» **EXERCISE DETAILS**
Swap "Re-examine" for "Inspect" in the records below, and give them back with everything else unchanged.

## begin RECORD EXCERPTS

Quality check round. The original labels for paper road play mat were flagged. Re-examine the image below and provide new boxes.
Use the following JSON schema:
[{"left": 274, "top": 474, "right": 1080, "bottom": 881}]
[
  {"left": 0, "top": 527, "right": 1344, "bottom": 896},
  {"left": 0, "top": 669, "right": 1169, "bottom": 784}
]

## end RECORD EXCERPTS

» **ANSWER TO THIS PROBLEM**
Quality check round. The original labels for paper road play mat were flagged. Inspect the image below and provide new boxes.
Use the following JSON schema:
[{"left": 274, "top": 474, "right": 1080, "bottom": 881}]
[
  {"left": 0, "top": 527, "right": 1344, "bottom": 896},
  {"left": 0, "top": 669, "right": 1169, "bottom": 784}
]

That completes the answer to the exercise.